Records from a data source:
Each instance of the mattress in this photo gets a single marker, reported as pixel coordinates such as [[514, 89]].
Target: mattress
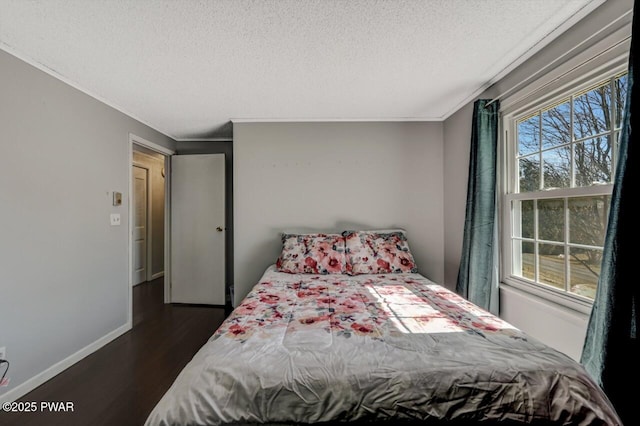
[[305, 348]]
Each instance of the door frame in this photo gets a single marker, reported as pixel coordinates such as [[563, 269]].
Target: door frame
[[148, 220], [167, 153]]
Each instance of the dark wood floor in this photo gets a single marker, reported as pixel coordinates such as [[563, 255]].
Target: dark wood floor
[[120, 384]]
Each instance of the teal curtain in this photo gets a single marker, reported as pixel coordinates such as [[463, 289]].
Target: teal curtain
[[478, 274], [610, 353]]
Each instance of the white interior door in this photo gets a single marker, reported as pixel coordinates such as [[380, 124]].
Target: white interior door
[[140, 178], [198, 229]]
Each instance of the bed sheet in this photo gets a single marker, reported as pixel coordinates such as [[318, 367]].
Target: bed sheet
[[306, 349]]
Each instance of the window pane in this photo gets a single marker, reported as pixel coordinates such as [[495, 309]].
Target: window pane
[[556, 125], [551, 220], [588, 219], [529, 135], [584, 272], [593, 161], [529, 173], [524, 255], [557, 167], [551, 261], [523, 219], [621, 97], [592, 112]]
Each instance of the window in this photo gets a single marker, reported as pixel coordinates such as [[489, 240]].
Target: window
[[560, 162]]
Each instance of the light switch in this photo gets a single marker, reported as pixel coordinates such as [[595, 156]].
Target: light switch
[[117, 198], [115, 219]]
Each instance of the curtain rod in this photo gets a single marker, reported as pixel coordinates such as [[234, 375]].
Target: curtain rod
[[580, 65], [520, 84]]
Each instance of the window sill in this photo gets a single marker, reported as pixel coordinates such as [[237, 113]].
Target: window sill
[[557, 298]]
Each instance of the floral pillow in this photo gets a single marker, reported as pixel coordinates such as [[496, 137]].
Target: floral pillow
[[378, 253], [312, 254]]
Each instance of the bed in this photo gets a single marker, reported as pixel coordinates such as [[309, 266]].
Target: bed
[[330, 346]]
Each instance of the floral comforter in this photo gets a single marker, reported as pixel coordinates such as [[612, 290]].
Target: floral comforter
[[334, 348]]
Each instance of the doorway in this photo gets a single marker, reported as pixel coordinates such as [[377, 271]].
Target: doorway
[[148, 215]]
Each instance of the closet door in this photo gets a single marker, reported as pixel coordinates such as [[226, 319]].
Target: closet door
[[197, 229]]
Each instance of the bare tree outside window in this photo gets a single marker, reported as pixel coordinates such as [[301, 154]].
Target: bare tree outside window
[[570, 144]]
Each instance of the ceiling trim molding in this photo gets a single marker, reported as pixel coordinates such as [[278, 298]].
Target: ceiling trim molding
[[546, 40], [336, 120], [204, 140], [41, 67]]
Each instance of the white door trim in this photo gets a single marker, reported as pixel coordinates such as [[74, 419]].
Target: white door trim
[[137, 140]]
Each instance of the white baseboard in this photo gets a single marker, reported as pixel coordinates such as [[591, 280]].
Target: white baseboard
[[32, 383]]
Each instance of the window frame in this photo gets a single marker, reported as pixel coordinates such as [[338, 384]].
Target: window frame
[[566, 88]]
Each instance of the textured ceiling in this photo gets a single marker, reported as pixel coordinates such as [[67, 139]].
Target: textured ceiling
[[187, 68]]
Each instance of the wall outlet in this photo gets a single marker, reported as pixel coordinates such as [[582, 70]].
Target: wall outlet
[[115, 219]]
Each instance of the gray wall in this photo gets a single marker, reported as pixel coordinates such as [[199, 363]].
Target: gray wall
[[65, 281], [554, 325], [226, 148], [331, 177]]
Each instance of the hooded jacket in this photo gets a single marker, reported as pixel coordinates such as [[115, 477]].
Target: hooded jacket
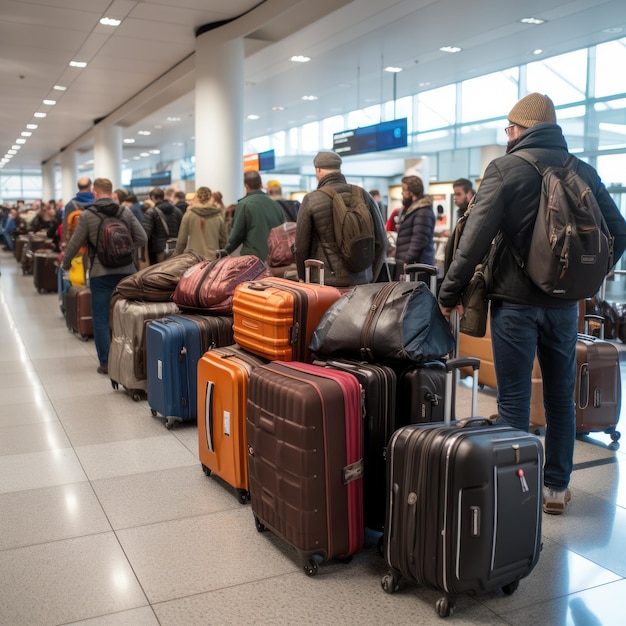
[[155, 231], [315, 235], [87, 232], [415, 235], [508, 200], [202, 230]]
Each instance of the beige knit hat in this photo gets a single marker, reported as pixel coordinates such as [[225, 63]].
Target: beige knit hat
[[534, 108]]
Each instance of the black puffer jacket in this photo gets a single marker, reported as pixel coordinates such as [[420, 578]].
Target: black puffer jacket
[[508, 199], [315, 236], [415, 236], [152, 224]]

---

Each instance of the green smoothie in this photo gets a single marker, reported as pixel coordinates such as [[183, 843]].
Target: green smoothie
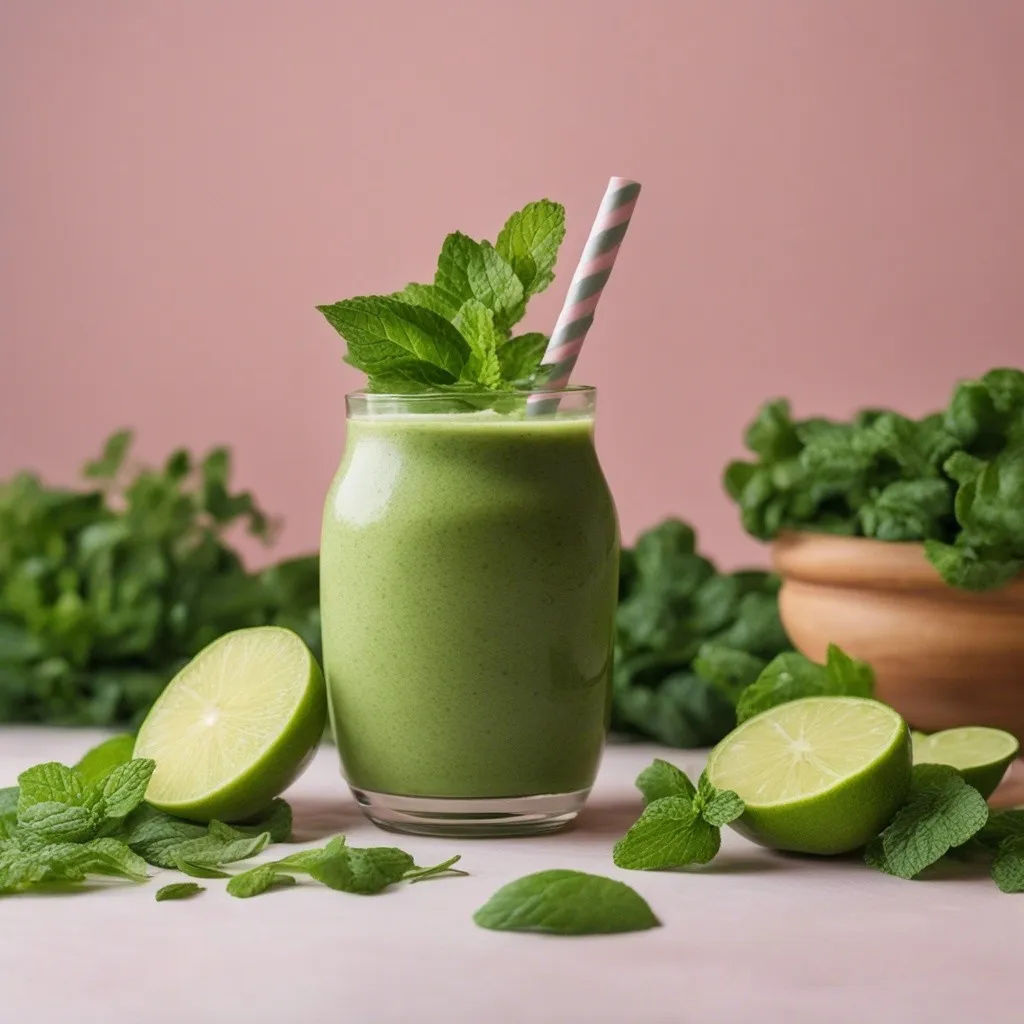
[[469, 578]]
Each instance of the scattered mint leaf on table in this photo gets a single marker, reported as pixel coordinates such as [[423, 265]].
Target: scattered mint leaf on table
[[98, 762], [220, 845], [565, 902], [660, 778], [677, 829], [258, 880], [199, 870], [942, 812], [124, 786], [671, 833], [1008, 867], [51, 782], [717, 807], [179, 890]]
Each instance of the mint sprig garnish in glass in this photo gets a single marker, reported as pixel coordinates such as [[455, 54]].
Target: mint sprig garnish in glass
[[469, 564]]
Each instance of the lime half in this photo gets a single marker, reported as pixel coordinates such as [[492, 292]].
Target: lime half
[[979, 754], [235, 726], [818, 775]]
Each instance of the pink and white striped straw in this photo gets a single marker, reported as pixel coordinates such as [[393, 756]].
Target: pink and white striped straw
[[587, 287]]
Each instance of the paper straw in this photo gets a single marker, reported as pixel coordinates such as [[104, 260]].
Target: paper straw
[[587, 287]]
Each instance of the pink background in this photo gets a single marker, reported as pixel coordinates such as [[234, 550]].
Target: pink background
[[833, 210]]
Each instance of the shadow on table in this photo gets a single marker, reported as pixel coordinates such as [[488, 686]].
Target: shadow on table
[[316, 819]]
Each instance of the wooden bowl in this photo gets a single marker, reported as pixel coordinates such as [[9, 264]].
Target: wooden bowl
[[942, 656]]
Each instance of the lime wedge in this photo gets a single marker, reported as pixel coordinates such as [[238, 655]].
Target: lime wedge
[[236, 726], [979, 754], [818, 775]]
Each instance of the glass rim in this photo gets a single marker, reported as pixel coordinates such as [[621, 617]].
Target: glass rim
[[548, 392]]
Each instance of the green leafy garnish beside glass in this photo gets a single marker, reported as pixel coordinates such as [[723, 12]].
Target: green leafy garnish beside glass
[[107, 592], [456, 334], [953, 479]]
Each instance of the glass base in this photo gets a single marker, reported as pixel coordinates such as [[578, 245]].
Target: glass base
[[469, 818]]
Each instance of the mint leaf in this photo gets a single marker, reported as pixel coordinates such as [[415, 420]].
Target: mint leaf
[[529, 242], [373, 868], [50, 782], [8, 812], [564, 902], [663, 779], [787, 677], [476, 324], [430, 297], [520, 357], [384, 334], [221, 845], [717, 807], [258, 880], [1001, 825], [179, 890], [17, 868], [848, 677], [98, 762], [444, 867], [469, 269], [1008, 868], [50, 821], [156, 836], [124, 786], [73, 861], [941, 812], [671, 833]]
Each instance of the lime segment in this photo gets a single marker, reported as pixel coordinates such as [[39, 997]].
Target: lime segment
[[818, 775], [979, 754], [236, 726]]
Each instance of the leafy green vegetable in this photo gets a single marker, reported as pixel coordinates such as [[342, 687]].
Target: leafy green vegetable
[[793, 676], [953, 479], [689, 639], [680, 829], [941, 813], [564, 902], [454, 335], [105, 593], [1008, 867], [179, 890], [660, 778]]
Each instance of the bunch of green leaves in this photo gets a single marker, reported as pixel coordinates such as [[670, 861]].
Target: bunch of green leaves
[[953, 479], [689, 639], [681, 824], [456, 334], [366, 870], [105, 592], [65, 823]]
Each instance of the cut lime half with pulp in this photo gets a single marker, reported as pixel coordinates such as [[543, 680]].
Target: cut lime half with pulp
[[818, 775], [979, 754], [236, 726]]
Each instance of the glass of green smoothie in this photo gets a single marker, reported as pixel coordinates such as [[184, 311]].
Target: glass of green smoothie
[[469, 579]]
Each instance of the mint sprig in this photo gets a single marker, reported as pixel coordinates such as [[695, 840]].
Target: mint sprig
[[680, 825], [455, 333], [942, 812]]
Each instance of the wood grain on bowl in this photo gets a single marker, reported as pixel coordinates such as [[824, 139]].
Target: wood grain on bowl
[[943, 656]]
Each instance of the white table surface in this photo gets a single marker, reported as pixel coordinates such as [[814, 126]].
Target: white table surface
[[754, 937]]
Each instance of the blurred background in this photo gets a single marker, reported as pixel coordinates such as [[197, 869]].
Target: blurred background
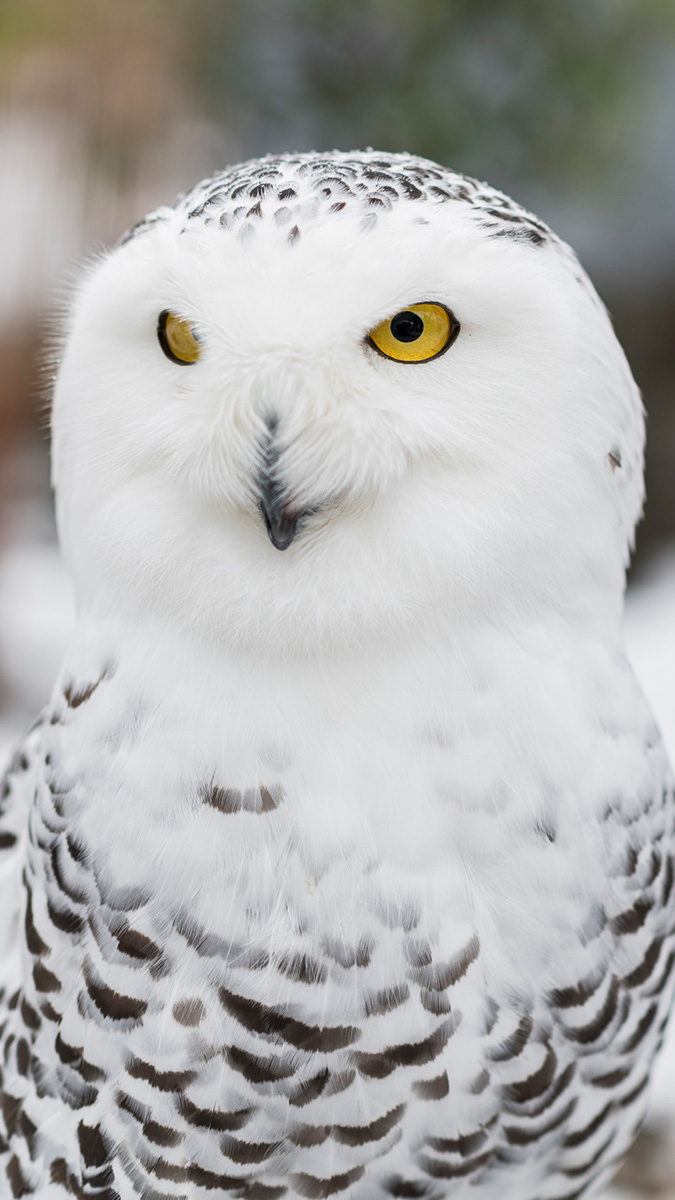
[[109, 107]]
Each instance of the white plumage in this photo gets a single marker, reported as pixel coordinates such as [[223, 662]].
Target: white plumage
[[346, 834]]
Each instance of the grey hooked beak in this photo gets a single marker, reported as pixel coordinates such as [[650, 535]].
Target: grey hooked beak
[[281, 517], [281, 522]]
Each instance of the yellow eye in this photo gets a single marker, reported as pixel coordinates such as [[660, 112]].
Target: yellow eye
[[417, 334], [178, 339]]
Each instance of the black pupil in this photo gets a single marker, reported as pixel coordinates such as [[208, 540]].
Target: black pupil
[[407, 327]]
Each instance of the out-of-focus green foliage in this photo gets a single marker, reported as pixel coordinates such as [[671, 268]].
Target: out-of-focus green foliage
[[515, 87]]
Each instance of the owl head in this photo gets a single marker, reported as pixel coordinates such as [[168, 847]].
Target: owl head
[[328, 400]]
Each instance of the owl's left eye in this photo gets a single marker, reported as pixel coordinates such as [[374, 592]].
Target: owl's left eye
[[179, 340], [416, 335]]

...

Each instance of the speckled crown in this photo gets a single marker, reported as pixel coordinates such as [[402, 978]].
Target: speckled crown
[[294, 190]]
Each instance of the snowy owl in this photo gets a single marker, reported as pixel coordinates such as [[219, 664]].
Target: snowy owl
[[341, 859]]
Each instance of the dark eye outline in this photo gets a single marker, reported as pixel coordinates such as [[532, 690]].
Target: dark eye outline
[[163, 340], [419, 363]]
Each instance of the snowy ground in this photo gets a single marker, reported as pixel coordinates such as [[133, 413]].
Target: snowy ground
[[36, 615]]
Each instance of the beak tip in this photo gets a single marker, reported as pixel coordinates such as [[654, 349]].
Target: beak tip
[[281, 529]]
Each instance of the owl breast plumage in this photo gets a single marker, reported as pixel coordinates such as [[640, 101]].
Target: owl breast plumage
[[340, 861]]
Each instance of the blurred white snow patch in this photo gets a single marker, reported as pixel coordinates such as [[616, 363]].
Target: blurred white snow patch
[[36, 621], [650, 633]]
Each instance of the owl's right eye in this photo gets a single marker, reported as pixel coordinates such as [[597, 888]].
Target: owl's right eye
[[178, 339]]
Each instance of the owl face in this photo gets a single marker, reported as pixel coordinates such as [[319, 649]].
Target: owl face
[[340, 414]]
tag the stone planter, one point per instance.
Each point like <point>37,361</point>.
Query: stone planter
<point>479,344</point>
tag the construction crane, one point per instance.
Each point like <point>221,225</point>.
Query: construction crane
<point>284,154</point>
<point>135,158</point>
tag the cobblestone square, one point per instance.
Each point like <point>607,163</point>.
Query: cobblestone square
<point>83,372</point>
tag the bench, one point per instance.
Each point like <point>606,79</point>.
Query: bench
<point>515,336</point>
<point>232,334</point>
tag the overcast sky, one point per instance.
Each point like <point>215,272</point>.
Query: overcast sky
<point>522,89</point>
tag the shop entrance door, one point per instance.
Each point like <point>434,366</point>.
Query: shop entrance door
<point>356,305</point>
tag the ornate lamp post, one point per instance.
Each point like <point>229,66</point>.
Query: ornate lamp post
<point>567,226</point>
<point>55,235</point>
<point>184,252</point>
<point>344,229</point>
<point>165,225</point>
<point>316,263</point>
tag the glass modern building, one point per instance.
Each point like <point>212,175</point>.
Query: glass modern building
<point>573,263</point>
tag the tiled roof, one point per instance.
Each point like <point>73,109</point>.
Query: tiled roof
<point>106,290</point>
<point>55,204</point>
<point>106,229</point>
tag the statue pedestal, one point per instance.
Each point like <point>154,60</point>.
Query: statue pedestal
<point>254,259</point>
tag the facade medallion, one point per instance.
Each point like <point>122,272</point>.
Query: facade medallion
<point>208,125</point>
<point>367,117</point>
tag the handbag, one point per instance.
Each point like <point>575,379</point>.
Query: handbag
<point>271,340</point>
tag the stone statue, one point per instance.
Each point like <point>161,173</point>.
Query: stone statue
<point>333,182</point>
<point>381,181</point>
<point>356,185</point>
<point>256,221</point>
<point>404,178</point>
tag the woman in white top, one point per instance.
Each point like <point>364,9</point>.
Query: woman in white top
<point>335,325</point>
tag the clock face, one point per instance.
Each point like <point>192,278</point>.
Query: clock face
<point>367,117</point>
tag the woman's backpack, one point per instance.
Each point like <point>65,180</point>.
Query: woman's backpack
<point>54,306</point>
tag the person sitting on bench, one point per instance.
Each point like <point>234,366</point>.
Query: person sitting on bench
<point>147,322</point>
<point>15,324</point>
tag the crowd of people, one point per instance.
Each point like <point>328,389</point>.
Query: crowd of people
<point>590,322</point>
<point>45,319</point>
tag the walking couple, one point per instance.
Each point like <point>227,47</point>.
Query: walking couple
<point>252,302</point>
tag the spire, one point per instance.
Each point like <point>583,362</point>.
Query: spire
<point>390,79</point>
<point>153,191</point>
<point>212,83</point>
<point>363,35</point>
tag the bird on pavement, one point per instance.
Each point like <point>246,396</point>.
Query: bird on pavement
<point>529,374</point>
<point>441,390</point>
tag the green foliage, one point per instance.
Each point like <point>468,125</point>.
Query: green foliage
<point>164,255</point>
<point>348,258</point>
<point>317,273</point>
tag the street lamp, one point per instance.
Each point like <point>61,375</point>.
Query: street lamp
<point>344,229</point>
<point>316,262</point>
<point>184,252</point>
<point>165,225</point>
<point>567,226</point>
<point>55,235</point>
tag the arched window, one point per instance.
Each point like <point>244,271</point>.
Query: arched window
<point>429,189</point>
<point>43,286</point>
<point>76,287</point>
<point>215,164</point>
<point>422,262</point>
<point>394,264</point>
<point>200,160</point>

• **Task to complete**:
Go to the line above holding "Target: green smoothie", then copy exactly each line down to and including the one holding "Each instance of the scattered", leaving pictures out.

• **Your solution**:
Target: green smoothie
[[469, 578]]
Each instance of the scattered mint leaf on table in this photo gets a single marker, reported as pixel coordinates such as [[423, 265]].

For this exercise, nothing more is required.